EXERCISE DATA

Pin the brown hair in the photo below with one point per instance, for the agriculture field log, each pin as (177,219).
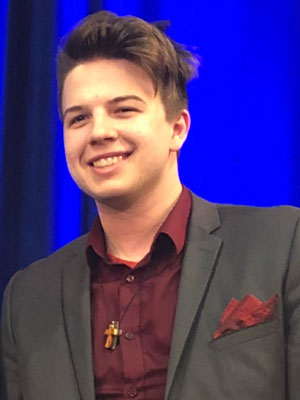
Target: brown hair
(106,35)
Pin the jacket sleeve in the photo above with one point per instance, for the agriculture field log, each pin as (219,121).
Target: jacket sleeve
(291,292)
(10,387)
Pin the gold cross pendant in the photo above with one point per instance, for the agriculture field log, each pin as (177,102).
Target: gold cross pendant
(112,332)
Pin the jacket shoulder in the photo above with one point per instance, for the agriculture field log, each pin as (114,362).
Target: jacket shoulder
(45,271)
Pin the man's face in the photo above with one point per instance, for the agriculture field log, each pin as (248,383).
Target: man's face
(117,139)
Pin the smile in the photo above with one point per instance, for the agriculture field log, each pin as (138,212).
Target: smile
(108,161)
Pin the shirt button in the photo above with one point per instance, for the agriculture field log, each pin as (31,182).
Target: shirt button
(129,335)
(130,278)
(132,392)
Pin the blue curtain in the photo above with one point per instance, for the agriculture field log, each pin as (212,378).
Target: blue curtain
(244,145)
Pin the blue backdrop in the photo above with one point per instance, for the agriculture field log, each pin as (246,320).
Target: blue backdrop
(244,142)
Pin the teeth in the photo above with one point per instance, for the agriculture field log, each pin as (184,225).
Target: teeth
(105,162)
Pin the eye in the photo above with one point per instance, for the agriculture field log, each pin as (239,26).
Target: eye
(77,119)
(126,111)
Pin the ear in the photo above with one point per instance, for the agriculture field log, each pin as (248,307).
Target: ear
(180,126)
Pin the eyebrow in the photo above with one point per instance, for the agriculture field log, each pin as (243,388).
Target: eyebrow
(115,100)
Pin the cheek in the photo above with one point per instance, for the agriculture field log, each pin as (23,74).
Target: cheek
(73,146)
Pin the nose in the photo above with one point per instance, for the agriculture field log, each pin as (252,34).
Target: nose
(103,128)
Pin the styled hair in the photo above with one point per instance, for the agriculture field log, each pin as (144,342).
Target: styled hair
(106,35)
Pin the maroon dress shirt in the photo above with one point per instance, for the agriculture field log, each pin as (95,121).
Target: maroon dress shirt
(143,299)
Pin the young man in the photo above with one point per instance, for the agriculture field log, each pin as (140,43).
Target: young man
(168,296)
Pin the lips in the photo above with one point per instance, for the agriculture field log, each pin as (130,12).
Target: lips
(108,159)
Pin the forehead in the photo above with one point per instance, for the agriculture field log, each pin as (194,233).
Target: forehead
(105,79)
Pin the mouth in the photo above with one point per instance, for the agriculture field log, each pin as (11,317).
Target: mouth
(109,160)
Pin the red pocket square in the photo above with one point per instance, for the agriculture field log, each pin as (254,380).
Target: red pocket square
(245,313)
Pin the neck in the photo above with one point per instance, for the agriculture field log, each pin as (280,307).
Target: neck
(130,230)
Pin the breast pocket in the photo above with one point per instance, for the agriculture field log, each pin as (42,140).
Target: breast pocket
(246,335)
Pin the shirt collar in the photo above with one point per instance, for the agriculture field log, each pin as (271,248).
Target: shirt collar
(174,227)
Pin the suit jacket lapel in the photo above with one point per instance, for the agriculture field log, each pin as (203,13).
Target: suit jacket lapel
(200,255)
(76,311)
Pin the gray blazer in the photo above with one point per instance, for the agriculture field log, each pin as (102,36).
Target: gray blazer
(230,252)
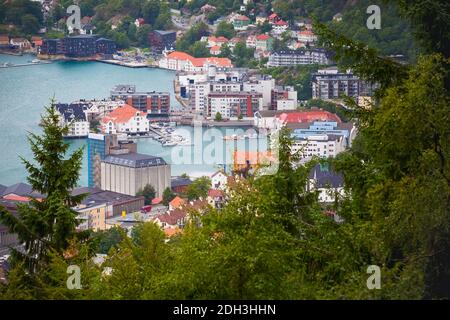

PROBLEM
Extract exactly the lines above from the line containing "Target: shirt collar" through the last one, both ends included, but not the pictures.

ANSWER BOX
Target: shirt collar
(174,227)
Pin the suit jacket lapel in the photo above with one point per instance, for the agriculture field log, each pin as (203,13).
Target: suit jacket lapel
(200,255)
(76,311)
Pin the gray blazer in the photo above with one point per instance, for the agriculture field log, each pin as (102,36).
Target: gray blazer
(230,252)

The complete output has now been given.